**DIRECTIVE**
From the passage about "Your Song" below, list each shortcoming that the writer finds in the version by Ronan Keating with Elton John.

**PROVIDED PASSAGE**

# # #

I wasn’t a huge fan of sir elton john, never have been and never will be. But needless to say it doesn’t change the fact that his a music genius and i have respected him for that. People could say all the bad stuff about the man for simply having an implacable temper or for having an armalite voice that can cut through your heart with no remorse whatsoever base on what i heard or what i read in the newspaper. I really don’t know him.I really don’t have the slightest idea about the man he was or the man that he is. All i know is he happen to  sang one of my favorite song. The song “YOUR SONG” . If you must think about it. Its kinda goes down to the category of birthday song. I don’t know why but for some reason i think of it as a birthday song. There were alot of version of this song. First ofcourse is the original version by elton john. I must say not your favorite kind of voice but it weren’t that bad either.

Not that i don’t like his voice its more likely that its not my cup of tea. Frankly speaking his voice is better than fine but not that fine for my own ears. Well they say that the original version is much better than the revival but i must disagree on this one. I find the other version much amusing for my hearing. I say his ten times a better song writer than a singer. Ofcourse its just a matter of perspective not that i want you to agree with me. Why would i ever do that!

Then there is this version by ronan keating with elton john. Wasn’t that bad either but it kinda rough and that there is something about it that’s lacking. Somehow you don’t get the feel of it. What the song really trying to convey.

# # #

**DATASET CONTENT**
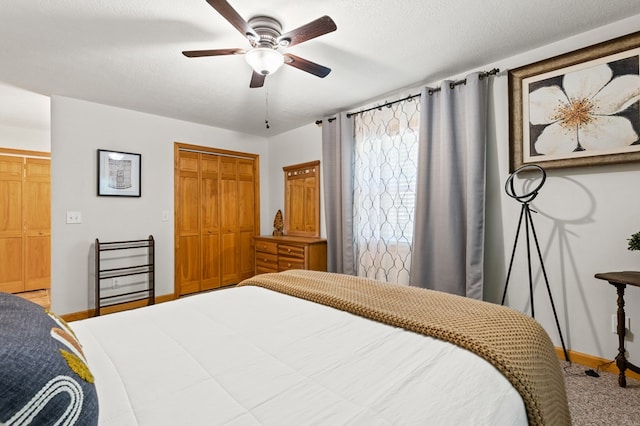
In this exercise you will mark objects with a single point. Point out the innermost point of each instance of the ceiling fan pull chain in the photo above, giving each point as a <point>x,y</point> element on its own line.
<point>266,105</point>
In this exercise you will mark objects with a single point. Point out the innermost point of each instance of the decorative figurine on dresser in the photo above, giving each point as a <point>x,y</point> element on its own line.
<point>296,242</point>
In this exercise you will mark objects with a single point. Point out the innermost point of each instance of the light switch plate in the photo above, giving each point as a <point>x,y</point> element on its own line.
<point>74,217</point>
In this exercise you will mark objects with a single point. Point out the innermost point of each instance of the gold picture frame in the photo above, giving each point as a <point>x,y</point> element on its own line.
<point>578,109</point>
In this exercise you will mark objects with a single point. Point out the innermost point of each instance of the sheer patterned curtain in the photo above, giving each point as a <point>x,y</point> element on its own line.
<point>448,249</point>
<point>384,173</point>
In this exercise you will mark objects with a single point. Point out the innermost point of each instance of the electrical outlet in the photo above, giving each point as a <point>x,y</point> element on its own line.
<point>614,324</point>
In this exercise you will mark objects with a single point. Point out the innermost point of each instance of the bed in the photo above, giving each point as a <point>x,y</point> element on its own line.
<point>292,348</point>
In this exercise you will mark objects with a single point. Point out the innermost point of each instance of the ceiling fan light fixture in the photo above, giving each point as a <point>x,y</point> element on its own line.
<point>264,60</point>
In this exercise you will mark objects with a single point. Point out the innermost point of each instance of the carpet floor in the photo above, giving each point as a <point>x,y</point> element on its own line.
<point>600,401</point>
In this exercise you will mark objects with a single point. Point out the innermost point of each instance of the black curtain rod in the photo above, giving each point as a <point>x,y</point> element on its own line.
<point>452,85</point>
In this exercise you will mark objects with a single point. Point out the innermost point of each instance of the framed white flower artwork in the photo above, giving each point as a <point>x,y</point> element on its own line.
<point>578,109</point>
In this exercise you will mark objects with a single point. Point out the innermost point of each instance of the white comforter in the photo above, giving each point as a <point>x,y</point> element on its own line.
<point>248,356</point>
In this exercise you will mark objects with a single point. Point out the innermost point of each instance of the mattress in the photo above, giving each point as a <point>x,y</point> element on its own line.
<point>249,356</point>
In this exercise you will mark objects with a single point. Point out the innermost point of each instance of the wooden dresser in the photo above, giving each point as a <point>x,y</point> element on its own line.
<point>281,253</point>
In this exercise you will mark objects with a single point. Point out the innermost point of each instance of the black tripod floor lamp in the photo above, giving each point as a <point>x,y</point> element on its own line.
<point>525,213</point>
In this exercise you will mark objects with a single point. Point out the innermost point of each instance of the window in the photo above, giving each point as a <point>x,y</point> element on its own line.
<point>385,173</point>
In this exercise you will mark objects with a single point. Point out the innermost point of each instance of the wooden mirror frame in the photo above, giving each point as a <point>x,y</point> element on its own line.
<point>302,199</point>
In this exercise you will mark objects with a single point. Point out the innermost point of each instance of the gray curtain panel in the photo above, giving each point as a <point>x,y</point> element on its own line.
<point>448,243</point>
<point>337,172</point>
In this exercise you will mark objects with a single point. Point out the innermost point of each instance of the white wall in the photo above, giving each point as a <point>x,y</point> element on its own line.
<point>78,129</point>
<point>300,145</point>
<point>585,216</point>
<point>25,138</point>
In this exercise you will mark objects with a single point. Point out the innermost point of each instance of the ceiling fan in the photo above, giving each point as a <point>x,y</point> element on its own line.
<point>265,36</point>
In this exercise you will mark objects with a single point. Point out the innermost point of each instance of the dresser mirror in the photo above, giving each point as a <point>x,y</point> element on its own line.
<point>302,199</point>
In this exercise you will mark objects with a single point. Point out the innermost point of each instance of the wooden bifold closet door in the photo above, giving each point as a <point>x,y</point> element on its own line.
<point>25,223</point>
<point>217,215</point>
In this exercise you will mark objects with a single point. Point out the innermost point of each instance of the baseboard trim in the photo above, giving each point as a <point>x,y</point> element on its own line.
<point>75,316</point>
<point>600,364</point>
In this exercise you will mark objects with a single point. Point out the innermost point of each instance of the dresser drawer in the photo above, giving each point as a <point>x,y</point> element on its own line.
<point>286,263</point>
<point>267,260</point>
<point>291,251</point>
<point>267,246</point>
<point>263,270</point>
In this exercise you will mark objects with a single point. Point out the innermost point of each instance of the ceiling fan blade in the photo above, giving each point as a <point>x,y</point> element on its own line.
<point>230,14</point>
<point>212,52</point>
<point>306,65</point>
<point>257,80</point>
<point>313,29</point>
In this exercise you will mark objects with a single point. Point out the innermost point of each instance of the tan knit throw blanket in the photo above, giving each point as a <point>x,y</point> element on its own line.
<point>513,342</point>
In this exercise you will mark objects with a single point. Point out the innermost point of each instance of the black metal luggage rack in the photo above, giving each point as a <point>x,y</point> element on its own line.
<point>114,295</point>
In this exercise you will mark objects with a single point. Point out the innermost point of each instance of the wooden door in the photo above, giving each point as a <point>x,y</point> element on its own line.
<point>210,221</point>
<point>229,221</point>
<point>246,217</point>
<point>216,204</point>
<point>188,273</point>
<point>37,223</point>
<point>11,232</point>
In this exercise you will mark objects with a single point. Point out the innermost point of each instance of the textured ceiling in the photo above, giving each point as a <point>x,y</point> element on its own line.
<point>127,53</point>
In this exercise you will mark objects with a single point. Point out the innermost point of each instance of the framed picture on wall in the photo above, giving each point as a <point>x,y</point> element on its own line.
<point>577,109</point>
<point>119,173</point>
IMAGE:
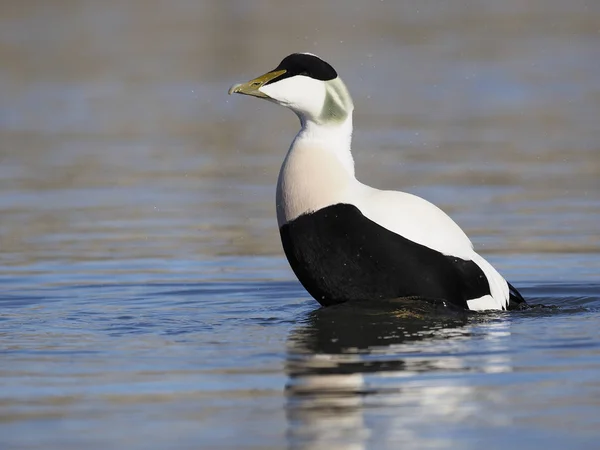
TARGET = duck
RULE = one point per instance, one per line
(347, 241)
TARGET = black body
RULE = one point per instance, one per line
(340, 255)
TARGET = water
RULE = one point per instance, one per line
(144, 299)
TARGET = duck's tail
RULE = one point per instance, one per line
(515, 299)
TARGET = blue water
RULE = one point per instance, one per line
(145, 302)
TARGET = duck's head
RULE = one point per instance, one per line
(307, 85)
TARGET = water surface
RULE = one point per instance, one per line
(144, 298)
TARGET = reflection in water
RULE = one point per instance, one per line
(345, 360)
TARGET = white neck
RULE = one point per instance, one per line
(334, 137)
(318, 169)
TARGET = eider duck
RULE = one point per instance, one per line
(347, 241)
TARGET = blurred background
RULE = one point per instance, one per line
(124, 164)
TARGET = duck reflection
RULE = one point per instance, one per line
(343, 356)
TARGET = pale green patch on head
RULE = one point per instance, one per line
(338, 103)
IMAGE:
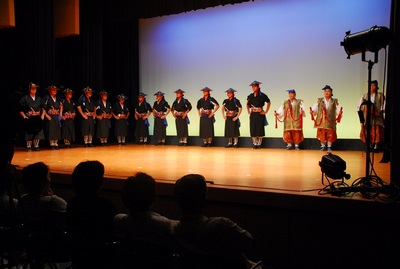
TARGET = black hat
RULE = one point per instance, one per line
(206, 89)
(52, 87)
(33, 85)
(327, 87)
(122, 96)
(68, 90)
(375, 82)
(159, 93)
(87, 89)
(255, 82)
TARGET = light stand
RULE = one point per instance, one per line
(373, 40)
(367, 179)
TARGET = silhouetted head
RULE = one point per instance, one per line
(88, 177)
(139, 192)
(36, 178)
(191, 193)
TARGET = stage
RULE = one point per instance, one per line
(262, 170)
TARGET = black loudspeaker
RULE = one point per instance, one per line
(7, 13)
(333, 166)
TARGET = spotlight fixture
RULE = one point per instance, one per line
(373, 39)
(333, 166)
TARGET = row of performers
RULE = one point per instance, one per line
(325, 113)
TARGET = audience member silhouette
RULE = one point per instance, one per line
(90, 218)
(145, 237)
(40, 208)
(138, 195)
(215, 242)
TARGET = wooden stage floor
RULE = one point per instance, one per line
(268, 169)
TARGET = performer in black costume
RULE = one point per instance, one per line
(86, 107)
(33, 114)
(53, 108)
(180, 108)
(207, 106)
(121, 114)
(103, 116)
(231, 110)
(255, 107)
(161, 110)
(68, 116)
(142, 112)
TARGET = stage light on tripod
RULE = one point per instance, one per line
(373, 39)
(333, 166)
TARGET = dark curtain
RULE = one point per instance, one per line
(91, 30)
(35, 43)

# # #

**ANSWER TO THE PROBLEM**
- It is kind of rough.
- Something about it is lacking.
- You don't get the feel of it, or of what the song is really trying to convey.